-- Start of Extracted text --
Our second quarter 2012 aggregate production volumes were 590.1 MMcfe per day, up 1% from 585.7 MMcfe per day for the same period in 2011.  Aggregate production volumes for the first six months of 2012 were 596.8 MMcfe per day, up 2% from 587.9 MMcfe per day for the 2011 period.  Production volumes continue to increase from our Cana-Woodford shale play and Permian Basin operations as a result of our successful drilling programs.  However, these increases have been offset by decreased Gulf Coast production.  The lower output from the Gulf Coast results from natural declines in wells we drilled in previous years.  In addition, our second quarter production volumes were negatively impacted by processing plant turnarounds in the Permian Basin and Cana-Woodford ethane rejection, which together reduced our production by approximately 17-19 MMcfe per day.

 

In the second quarter of 2012 our gas production averaged 317.3 MMcf per day, compared to 324.7 MMcf per day in 2011.  This 2% decrease resulted in $3.4 million of lower revenues for the second quarter of 2012.  During the first six months of 2012 our gas production averaged 318.6 MMcf per day, or a 2% decrease from the 2011 average of 326.2 MMcf per day.  The decrease in gas production for the first six months of 2012 resulted in $4.9 million of lower revenue compared to the same period of 2011.
-- End of Extracted text --
◆ **To-do list**:
(1) Answer these questions from the production excerpt:
(a) What were the aggregate production volumes for the second quarter of 2012?
(b) What caused the lower Gulf Coast output?
(c) How much lower were revenues in the second quarter of 2012 because of the decrease in gas production?
(2) Please output the part of the production excerpt between "In the second" and "period of 2011.", inclusive.
-- Start of Given records --
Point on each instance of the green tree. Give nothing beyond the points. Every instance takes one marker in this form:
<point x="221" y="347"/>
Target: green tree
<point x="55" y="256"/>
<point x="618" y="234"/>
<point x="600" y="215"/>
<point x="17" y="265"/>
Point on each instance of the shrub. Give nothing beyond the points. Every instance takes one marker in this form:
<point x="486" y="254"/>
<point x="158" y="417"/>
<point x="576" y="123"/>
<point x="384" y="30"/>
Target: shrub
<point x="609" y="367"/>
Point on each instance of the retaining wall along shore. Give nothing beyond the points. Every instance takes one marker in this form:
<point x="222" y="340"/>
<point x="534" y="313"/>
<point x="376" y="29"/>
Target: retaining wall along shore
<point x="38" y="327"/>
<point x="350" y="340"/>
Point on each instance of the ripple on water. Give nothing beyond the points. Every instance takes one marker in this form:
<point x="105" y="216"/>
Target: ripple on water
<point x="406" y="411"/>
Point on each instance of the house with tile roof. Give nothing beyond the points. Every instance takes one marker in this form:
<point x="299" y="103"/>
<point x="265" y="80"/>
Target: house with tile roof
-- End of Given records --
-- Start of Given records --
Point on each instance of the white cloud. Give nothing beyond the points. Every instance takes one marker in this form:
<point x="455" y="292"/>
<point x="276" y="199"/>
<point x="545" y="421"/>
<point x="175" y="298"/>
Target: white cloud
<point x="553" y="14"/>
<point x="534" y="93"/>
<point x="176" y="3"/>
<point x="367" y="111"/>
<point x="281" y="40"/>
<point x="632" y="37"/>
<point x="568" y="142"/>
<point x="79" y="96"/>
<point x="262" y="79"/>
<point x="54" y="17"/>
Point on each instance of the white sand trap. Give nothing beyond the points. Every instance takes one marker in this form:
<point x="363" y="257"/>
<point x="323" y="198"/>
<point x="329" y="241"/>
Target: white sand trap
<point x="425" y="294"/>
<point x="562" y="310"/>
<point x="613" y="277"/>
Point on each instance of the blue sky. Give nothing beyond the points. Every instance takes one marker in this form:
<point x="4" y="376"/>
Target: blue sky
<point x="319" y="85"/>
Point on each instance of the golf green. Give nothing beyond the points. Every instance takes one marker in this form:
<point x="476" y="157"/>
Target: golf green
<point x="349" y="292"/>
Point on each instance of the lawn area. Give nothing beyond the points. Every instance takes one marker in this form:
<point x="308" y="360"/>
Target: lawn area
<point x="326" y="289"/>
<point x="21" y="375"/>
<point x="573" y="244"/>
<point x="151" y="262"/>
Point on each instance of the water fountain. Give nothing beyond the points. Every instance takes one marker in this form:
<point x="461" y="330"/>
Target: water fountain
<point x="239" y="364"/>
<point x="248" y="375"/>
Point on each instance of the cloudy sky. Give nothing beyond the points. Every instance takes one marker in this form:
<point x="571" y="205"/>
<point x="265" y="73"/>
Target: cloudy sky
-- End of Given records --
◆ **Per-task outputs**:
(1)
(a) 590.1 MMcfe per day
(b) Natural declines in wells drilled in previous years
(c) $3.4 million

(2)
In the second quarter of 2012 our gas production averaged 317.3 MMcf per day, compared to 324.7 MMcf per day in 2011.  This 2% decrease resulted in $3.4 million of lower revenues for the second quarter of 2012.  During the first six months of 2012 our gas production averaged 318.6 MMcf per day, or a 2% decrease from the 2011 average of 326.2 MMcf per day.  The decrease in gas production for the first six months of 2012 resulted in $4.9 million of lower revenue compared to the same period of 2011.